→ Exercise aim
Repeat the entries exactly. Leave nothing out.

Data entries

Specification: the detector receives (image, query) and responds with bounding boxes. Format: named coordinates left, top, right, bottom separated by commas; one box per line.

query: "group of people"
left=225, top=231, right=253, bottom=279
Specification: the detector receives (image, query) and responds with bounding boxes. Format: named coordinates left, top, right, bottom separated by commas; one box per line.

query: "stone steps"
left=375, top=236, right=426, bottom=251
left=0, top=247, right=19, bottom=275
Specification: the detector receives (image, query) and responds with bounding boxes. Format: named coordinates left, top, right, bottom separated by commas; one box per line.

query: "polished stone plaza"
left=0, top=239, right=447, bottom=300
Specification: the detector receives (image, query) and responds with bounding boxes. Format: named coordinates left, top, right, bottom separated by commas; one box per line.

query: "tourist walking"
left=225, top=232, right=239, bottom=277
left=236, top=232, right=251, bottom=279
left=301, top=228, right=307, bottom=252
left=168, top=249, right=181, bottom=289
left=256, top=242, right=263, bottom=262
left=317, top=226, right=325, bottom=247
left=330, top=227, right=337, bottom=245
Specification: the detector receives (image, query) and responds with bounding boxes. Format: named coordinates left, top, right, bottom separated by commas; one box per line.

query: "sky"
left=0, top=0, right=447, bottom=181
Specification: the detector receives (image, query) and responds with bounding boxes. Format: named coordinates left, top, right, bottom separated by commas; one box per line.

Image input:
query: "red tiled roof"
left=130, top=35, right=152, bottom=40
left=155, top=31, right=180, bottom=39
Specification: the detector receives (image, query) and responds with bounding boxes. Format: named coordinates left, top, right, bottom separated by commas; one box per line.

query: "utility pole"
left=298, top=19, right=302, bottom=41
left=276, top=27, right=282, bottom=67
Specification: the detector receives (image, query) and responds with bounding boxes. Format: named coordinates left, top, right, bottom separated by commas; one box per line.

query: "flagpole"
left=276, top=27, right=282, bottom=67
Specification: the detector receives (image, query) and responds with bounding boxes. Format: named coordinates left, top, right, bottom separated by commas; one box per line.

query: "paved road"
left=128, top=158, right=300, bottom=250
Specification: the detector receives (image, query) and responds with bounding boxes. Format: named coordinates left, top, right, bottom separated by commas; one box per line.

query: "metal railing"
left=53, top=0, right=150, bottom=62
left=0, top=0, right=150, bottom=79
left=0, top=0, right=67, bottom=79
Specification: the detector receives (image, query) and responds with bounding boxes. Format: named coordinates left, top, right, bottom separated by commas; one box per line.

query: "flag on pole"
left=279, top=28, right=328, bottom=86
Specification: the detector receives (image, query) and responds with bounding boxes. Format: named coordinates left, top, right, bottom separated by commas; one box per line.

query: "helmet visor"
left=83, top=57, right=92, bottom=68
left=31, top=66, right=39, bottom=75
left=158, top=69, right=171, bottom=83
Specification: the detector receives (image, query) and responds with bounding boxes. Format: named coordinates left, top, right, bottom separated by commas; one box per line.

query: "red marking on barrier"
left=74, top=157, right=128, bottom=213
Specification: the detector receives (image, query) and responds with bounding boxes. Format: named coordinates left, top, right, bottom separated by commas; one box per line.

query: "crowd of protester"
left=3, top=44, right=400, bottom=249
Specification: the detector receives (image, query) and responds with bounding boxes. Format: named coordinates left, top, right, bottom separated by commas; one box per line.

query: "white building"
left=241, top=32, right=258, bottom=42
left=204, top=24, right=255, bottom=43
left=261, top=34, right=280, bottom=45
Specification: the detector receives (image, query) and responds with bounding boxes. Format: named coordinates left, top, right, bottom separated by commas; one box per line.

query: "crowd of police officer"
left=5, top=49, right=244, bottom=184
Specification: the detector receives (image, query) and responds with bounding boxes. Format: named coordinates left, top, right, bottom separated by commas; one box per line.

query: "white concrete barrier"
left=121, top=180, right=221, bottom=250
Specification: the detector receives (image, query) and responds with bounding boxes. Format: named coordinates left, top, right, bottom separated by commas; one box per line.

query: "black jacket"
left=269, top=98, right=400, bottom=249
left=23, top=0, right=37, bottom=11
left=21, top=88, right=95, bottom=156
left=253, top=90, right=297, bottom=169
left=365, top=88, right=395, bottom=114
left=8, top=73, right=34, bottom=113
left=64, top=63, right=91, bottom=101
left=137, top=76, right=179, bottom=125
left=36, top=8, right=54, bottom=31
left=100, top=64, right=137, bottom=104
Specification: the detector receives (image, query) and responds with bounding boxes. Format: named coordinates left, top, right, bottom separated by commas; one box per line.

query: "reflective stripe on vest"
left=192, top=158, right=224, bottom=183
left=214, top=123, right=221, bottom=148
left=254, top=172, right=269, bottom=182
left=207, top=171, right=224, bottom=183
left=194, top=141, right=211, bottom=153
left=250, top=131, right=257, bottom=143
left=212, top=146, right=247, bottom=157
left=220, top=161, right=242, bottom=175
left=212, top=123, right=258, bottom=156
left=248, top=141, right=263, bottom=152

→ Problem solution
Specification: the detector receives (image, query) and responds with bounding boxes. Format: named coordinates left, top, right, bottom separated by commas; one box per line.

query: "group of people"
left=225, top=231, right=253, bottom=279
Specification: the detector receives (image, query) and responds with bounding boxes. Format: named coordinates left, top, right, bottom separated by commas; one box per line.

query: "stone steps"
left=375, top=236, right=426, bottom=251
left=0, top=247, right=19, bottom=275
Specification: the detector receives (image, query) and responds with bounding boxes. Format: named coordinates left, top, right, bottom separated by commas; one box per line.

query: "polished stone plaza"
left=0, top=239, right=447, bottom=300
Specification: the detector receives (image, query) and responds with bounding boxes. Format: named coordinates left, top, right, bottom separated by commas; one box per line.

query: "tourist walking"
left=225, top=232, right=239, bottom=277
left=236, top=232, right=251, bottom=279
left=301, top=228, right=307, bottom=252
left=168, top=249, right=181, bottom=289
left=256, top=242, right=263, bottom=262
left=317, top=226, right=325, bottom=247
left=330, top=227, right=337, bottom=245
Specification: the detector receives (image, query) and responds with bounding boxes. Format: named coordinates left, top, right, bottom separated by commas; one box per line.

query: "sky"
left=0, top=0, right=447, bottom=181
Specification: the detector receives (image, query) and responds with bounding boxes. Format: named coordinates left, top, right, bottom separated by commas; one box per line.

Image input:
query: "red tiled roof"
left=130, top=35, right=152, bottom=40
left=155, top=31, right=180, bottom=39
Specification: the detector receives (image, query) and responds with bounding boxes. Format: named coordinates left, top, right, bottom separated by commas; one box per line.

query: "utility pole"
left=298, top=19, right=302, bottom=41
left=276, top=27, right=282, bottom=67
Specification: the detector receives (image, query) and responds with bounding boxes. Format: named coordinates left, top, right, bottom separated by commas; one box per line.

query: "flagpole"
left=276, top=27, right=282, bottom=67
Specification: the detector receives (image, query) and responds with bounding boxes. Format: named coordinates left, top, right, bottom separated by commas; one box per line.

query: "paved road"
left=128, top=158, right=300, bottom=250
Specification: the detector receives (image, query) and responds with bounding boxes. Format: named coordinates left, top, right, bottom separated by commas; one box per line.

query: "metal railing"
left=53, top=0, right=150, bottom=62
left=0, top=0, right=150, bottom=79
left=0, top=0, right=67, bottom=79
Specification: the detector receives (image, query) and responds with bounding boxes. Format: named coordinates left, top, right, bottom separated by commas; one box per line.

query: "flag on pole"
left=279, top=28, right=328, bottom=86
Specification: the detector receives (image, query) and responds with bounding boxes. Format: named coordinates left, top, right, bottom separated by commas; one box per line.

query: "helmet visor"
left=83, top=57, right=92, bottom=68
left=31, top=66, right=39, bottom=75
left=158, top=69, right=171, bottom=83
Specification: the detector receives (image, query) and responds with bounding boxes. Format: named coordinates left, top, right, bottom separated by commas; one box per line.

query: "red marking on barrier"
left=74, top=157, right=128, bottom=213
Specification: the detector receives (image, query) and responds with bounding boxes. Format: named coordinates left, top, right, bottom separated by commas; one box per line.

query: "crowd of protester"
left=3, top=44, right=400, bottom=249
Specification: the detector receives (image, query) and responds with bounding boxes. Format: named coordinates left, top, right, bottom separated by commas; one box per line.

query: "white building"
left=241, top=32, right=258, bottom=42
left=204, top=24, right=255, bottom=43
left=261, top=34, right=280, bottom=45
Specification: the detector receives (image, query) and responds with bounding boxes. Format: named coordinates left, top, right, bottom separated by commas; one box per line.

query: "crowd of police officer"
left=5, top=49, right=244, bottom=184
Specification: the detector receives (image, query) and responds with bounding boxes. Format: named coordinates left, top, right, bottom separated by commas; one box per line.

query: "white concrete barrier"
left=121, top=180, right=221, bottom=250
Specification: the detector receives (image, query) and responds with bounding boxes. Format: named coordinates left, top, right, bottom separated by commas; one box per line.

query: "black jacket"
left=269, top=98, right=400, bottom=249
left=23, top=0, right=37, bottom=11
left=21, top=88, right=95, bottom=156
left=253, top=90, right=297, bottom=169
left=365, top=88, right=395, bottom=114
left=8, top=73, right=34, bottom=113
left=64, top=63, right=91, bottom=101
left=137, top=76, right=179, bottom=125
left=36, top=8, right=54, bottom=31
left=100, top=64, right=137, bottom=104
Specification: the detector receives (image, query) and responds with bounding boxes. Format: named coordinates left, top, right, bottom separated by commas; one box per line.

query: "reflective stripe on vest"
left=192, top=158, right=224, bottom=183
left=214, top=123, right=221, bottom=148
left=254, top=172, right=269, bottom=182
left=207, top=171, right=224, bottom=183
left=194, top=141, right=211, bottom=153
left=250, top=131, right=257, bottom=143
left=212, top=146, right=247, bottom=157
left=220, top=161, right=242, bottom=175
left=212, top=123, right=258, bottom=156
left=248, top=141, right=263, bottom=152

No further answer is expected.